◆ Request:
From the line containing "on the ceiling?" down to the last line of the material, return those lines verbatim and only those.
----------
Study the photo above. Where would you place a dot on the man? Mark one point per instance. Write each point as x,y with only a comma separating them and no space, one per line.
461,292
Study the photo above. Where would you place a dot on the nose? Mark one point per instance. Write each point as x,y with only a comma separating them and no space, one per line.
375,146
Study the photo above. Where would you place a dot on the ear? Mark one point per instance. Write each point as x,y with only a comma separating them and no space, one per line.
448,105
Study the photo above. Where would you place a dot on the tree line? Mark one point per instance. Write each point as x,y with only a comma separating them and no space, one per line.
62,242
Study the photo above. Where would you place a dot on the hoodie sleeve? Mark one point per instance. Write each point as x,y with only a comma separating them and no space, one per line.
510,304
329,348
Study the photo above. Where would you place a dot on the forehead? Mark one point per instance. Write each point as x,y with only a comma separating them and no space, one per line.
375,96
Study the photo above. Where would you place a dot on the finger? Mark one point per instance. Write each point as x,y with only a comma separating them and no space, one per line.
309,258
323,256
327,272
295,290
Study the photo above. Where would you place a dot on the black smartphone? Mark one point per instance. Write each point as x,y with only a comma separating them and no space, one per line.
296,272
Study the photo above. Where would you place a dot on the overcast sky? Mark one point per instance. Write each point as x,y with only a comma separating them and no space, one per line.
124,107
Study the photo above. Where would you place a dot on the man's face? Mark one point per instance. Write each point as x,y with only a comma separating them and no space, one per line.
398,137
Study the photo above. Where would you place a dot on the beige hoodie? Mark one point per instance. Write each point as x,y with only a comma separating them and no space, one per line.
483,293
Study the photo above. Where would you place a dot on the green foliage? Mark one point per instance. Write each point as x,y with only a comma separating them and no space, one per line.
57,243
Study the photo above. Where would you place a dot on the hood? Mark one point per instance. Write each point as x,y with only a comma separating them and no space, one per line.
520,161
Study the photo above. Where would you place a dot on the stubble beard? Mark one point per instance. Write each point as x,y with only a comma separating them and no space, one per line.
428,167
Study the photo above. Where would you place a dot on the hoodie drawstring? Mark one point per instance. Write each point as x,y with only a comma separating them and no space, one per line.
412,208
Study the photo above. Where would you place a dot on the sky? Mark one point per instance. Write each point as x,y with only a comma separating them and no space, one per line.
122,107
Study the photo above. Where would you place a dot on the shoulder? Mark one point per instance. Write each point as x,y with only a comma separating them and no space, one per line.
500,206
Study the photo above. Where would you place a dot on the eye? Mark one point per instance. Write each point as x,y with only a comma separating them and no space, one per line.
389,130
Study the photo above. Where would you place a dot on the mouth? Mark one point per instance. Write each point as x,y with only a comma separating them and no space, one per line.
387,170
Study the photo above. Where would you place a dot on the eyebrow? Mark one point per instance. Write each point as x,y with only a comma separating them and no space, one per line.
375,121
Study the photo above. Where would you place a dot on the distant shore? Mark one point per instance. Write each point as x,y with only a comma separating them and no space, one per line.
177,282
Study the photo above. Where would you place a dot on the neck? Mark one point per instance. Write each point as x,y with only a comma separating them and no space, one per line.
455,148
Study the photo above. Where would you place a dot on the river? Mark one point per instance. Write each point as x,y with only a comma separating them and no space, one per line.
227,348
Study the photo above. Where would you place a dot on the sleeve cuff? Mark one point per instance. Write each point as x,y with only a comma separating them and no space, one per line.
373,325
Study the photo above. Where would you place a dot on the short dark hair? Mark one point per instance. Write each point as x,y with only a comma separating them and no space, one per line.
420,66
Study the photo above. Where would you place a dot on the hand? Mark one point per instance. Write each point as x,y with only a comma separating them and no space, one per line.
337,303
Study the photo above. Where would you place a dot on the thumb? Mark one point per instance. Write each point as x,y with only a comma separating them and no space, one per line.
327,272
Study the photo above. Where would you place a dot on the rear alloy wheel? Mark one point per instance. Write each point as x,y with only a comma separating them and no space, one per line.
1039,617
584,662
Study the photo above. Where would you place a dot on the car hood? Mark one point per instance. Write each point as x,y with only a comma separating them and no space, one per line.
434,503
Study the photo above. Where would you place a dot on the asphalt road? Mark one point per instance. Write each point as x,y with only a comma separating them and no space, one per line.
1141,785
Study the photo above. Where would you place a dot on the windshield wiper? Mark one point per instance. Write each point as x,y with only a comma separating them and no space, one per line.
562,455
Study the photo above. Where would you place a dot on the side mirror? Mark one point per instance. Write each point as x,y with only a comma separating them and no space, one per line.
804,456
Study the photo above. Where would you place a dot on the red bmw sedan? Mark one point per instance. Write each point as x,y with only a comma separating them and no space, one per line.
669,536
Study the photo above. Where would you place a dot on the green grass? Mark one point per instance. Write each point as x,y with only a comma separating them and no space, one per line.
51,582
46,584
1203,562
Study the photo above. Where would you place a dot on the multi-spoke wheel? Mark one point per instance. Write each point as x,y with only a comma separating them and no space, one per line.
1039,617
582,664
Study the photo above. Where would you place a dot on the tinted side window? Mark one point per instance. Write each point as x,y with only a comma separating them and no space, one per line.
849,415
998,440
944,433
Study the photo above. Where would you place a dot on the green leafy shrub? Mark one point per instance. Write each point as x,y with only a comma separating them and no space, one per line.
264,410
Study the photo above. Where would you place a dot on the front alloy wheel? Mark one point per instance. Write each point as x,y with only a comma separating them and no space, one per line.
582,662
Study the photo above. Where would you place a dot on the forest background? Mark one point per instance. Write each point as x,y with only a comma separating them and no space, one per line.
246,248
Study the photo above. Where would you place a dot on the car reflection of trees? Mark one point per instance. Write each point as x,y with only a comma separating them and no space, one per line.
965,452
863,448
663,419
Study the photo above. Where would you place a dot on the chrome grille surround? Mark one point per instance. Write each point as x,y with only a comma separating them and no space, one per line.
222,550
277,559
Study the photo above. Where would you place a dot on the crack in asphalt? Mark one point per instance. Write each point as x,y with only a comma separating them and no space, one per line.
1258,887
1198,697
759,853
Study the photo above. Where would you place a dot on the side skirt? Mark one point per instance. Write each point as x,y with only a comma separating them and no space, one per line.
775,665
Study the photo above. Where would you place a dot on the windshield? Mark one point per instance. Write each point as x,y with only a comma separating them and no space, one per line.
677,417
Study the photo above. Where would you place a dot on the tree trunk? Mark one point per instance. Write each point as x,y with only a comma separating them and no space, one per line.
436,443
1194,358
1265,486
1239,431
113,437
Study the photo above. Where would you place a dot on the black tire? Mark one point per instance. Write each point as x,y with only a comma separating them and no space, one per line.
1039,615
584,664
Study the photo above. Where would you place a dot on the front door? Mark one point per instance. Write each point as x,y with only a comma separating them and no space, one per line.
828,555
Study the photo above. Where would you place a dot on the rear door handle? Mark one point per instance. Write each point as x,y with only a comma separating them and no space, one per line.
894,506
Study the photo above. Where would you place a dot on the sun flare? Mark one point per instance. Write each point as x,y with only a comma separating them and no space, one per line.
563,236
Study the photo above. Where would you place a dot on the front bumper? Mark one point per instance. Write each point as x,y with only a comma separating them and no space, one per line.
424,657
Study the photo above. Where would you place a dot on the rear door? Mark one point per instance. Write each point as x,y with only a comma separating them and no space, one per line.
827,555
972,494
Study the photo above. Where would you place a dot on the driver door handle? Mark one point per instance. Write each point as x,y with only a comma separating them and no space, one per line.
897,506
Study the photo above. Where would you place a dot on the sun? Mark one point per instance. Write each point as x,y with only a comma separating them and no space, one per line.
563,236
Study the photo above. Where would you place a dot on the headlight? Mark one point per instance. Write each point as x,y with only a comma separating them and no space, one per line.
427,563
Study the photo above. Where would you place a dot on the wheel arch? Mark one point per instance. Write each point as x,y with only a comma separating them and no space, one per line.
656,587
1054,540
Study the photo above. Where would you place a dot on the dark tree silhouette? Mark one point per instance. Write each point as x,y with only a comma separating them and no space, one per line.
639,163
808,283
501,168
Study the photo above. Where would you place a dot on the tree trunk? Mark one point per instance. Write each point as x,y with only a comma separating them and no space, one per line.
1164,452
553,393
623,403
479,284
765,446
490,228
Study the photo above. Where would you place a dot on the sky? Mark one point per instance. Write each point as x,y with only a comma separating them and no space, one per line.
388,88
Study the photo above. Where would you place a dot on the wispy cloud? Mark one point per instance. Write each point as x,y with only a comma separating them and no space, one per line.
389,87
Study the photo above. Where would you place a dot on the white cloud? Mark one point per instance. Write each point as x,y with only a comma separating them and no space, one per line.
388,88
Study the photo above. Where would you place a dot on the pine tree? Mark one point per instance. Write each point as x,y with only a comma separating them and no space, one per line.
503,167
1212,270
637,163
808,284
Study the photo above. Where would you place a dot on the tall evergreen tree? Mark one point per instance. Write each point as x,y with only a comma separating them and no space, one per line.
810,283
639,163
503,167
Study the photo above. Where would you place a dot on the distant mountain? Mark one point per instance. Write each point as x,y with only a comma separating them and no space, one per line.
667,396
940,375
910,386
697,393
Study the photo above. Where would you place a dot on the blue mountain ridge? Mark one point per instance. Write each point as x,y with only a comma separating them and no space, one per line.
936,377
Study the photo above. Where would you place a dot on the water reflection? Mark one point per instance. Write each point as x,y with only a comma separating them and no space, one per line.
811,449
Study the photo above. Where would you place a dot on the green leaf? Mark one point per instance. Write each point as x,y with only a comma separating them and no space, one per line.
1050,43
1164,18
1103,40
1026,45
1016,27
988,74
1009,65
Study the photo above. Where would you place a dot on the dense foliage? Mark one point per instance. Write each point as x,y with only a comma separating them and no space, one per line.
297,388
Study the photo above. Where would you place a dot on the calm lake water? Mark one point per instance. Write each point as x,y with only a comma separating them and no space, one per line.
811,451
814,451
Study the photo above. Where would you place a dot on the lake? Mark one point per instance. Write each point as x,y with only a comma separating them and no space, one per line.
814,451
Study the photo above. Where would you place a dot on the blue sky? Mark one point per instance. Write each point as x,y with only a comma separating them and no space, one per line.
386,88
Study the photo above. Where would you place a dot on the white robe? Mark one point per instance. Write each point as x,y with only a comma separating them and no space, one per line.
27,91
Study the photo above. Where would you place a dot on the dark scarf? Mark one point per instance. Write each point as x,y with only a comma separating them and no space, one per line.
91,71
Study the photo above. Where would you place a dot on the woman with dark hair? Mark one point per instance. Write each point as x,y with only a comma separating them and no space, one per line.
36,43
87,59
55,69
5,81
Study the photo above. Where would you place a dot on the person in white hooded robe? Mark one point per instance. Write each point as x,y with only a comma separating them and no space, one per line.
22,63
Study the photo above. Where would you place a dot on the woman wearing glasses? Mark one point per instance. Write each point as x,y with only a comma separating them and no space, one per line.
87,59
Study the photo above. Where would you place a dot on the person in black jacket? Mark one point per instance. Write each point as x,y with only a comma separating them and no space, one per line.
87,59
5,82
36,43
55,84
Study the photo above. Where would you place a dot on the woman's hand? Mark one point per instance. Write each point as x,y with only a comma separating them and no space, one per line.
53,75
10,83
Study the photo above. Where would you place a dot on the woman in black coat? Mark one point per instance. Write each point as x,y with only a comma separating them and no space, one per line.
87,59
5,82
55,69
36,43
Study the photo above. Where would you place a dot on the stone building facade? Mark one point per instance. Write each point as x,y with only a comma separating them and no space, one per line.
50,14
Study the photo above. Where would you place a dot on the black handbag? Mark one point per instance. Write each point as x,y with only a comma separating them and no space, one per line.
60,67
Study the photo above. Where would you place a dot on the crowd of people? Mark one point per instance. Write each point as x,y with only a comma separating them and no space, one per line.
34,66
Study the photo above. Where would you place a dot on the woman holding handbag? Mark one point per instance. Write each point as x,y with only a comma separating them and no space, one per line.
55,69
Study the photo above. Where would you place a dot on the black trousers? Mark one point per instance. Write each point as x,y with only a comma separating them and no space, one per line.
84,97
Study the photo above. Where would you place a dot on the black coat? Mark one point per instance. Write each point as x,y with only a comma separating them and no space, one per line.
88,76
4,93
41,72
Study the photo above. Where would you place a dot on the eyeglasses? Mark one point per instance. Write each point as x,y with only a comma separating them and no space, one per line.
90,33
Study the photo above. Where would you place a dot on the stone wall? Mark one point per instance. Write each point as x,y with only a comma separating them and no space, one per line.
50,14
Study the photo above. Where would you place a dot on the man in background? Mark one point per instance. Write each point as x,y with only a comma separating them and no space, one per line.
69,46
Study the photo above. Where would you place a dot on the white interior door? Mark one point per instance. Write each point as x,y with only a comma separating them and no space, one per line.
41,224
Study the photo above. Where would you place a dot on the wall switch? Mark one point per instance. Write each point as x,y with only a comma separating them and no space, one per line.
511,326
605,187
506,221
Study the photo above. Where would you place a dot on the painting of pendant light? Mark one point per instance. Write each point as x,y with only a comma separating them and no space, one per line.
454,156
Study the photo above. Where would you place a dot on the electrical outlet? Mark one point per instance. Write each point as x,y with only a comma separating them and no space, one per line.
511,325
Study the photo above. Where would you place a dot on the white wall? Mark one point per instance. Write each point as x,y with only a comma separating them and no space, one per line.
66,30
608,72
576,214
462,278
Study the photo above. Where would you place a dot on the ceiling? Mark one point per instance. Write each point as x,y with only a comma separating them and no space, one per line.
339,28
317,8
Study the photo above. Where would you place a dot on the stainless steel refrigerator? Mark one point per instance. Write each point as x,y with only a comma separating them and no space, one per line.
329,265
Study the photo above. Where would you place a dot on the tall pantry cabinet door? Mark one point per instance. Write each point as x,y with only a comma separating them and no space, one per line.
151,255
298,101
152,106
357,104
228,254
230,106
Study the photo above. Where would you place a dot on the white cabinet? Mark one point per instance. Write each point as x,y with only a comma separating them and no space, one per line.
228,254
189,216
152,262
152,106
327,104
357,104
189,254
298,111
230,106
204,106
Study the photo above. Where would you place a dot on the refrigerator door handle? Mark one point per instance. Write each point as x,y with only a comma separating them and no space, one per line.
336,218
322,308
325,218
----------
◆ In response:
Study the photo above. Where would you place a dot on the ceiling? Mark one point per instance. Write each point as x,y with only a comma separating them and no space, one per line.
339,28
317,8
Study the photo above. Where would you place a dot on the stainless steel refrigerator? Mark one point per instance. Write each point as x,y with only a comma separating them and no space, one per line.
329,265
Study the photo above. Where would you place a dot on the tall pantry cabinet door? Mark one point per instance. Write each point as x,y with only a comma separating them and no space, one per line.
151,255
298,101
152,106
357,104
228,254
230,106
Study the photo above. Where would you place a dot on the white cabinet? Mark one point per instance. Write each point as x,y with only a comma separating them and no space, one per line.
228,254
189,216
152,262
152,106
327,104
357,104
189,254
298,111
230,106
204,106
Study the photo above. Where would you place a dot on the refrigerator door handle? Mark one point per instance. Write each point as x,y with only a comma separating them and no space, one per line.
336,218
322,308
325,218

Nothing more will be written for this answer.